Estratto del documento:
#####
Fa parte della catechesi essenziale anche l’educazione alle virtù
personali e sociali del cristiano, così come l’educazione alla responsabilità
sociale. Precisamente perché fede, vita e celebrazione della sacra liturgia
come fonte di fede e di vita sono inseparabili, è necessaria una più corretta
applicazione dei principi indicati dal Concilio Vaticano II, riguardanti la Liturgia della Chiesa,
incluse le disposizioni contenute nel Direttorio
per i Vescovi (cfr nn.
145-151), con il proposito di restituire alla Liturgia il suo carattere
sacro. È con questa finalità che il mio Venerabile Predecessore sulla
Cattedra di Pietro, Giovanni Paolo II, ha voluto rinnovare «un caldo appello
perché, nella Celebrazione eucaristica, le norme liturgiche siano osservate
con grande fedeltà… La liturgia non è mai proprietà privata di qualcuno, né
del celebrante né della comunità nella quale si celebrano i santi Misteri» (Lett. enc. Ecclesia de Eucharistia,
52). Riscoprire e apprezzare l’ubbidienza alle norme liturgiche da parte dei
Vescovi, come «moderatori della vita liturgica della Chiesa», significa
rendere testimonianza della Chiesa stessa, una ed universale, che presiede
nella carità.
#####
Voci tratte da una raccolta
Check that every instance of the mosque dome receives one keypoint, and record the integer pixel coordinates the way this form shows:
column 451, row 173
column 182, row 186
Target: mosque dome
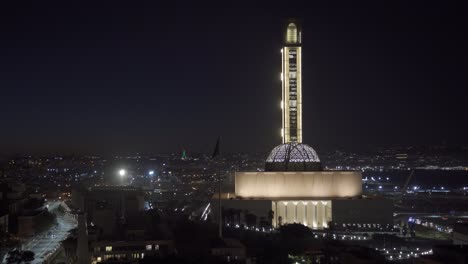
column 293, row 156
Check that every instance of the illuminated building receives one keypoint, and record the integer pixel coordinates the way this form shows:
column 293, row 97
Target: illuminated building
column 294, row 188
column 291, row 77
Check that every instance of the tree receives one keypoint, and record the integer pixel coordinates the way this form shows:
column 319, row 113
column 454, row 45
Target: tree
column 14, row 256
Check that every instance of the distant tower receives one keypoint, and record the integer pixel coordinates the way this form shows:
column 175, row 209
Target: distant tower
column 291, row 77
column 82, row 250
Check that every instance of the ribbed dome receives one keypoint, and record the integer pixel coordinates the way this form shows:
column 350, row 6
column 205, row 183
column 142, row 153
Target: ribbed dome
column 293, row 157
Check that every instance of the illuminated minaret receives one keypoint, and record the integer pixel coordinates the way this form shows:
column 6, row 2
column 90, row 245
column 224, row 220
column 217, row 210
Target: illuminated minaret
column 291, row 78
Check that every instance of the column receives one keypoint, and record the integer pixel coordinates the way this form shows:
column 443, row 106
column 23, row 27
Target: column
column 304, row 215
column 324, row 214
column 314, row 215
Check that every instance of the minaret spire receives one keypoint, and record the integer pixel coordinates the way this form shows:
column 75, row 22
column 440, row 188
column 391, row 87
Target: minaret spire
column 291, row 78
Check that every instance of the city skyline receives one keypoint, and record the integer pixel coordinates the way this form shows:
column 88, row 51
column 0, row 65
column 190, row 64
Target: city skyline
column 149, row 78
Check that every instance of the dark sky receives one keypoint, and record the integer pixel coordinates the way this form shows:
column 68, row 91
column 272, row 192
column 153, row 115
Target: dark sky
column 109, row 77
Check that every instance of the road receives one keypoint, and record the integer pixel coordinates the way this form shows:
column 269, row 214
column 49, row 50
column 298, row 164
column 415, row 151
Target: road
column 47, row 242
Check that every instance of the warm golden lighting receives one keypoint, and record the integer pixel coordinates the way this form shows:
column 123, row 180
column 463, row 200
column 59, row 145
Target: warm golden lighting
column 313, row 184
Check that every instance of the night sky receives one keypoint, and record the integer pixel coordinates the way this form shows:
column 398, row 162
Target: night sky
column 109, row 77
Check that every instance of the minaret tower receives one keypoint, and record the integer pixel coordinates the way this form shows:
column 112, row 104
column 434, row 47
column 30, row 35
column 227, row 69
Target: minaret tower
#####
Istruzioni di lavoro:
1. Riscrivi il passo dell'estratto del documento compreso tra "Fa parte della" e "Vescovi (cfr nn.", estremi inclusi, sostituendo "catechesi" con "formazione".
2. Trasforma in un elenco numerato le righe dei record comprese tra l'inizio dei record e la riga che contiene "column 14, row 256", estremi inclusi. Ometti le righe vuote e lascia fuori dalla risposta le immagini.

Risultati attesi:
1.
Fa parte della formazione essenziale anche l’educazione alle virtù
personali e sociali del cristiano, così come l’educazione alla responsabilità
sociale. Precisamente perché fede, vita e celebrazione della sacra liturgia
come fonte di fede e di vita sono inseparabili, è necessaria una più corretta
applicazione dei principi indicati dal Concilio Vaticano II, riguardanti la Liturgia della Chiesa,
incluse le disposizioni contenute nel Direttorio
per i Vescovi (cfr nn.

2.
1. Check that every instance of the mosque dome receives one keypoint, and record the integer pixel coordinates the way this form shows:
2. column 451, row 173
3. column 182, row 186
4. Target: mosque dome
5. column 293, row 156
6. Check that every instance of the illuminated building receives one keypoint, and record the integer pixel coordinates the way this form shows:
7. column 293, row 97
8. Target: illuminated building
9. column 294, row 188
10. column 291, row 77
11. Check that every instance of the tree receives one keypoint, and record the integer pixel coordinates the way this form shows:
12. column 319, row 113
13. column 454, row 45
14. Target: tree
15. column 14, row 256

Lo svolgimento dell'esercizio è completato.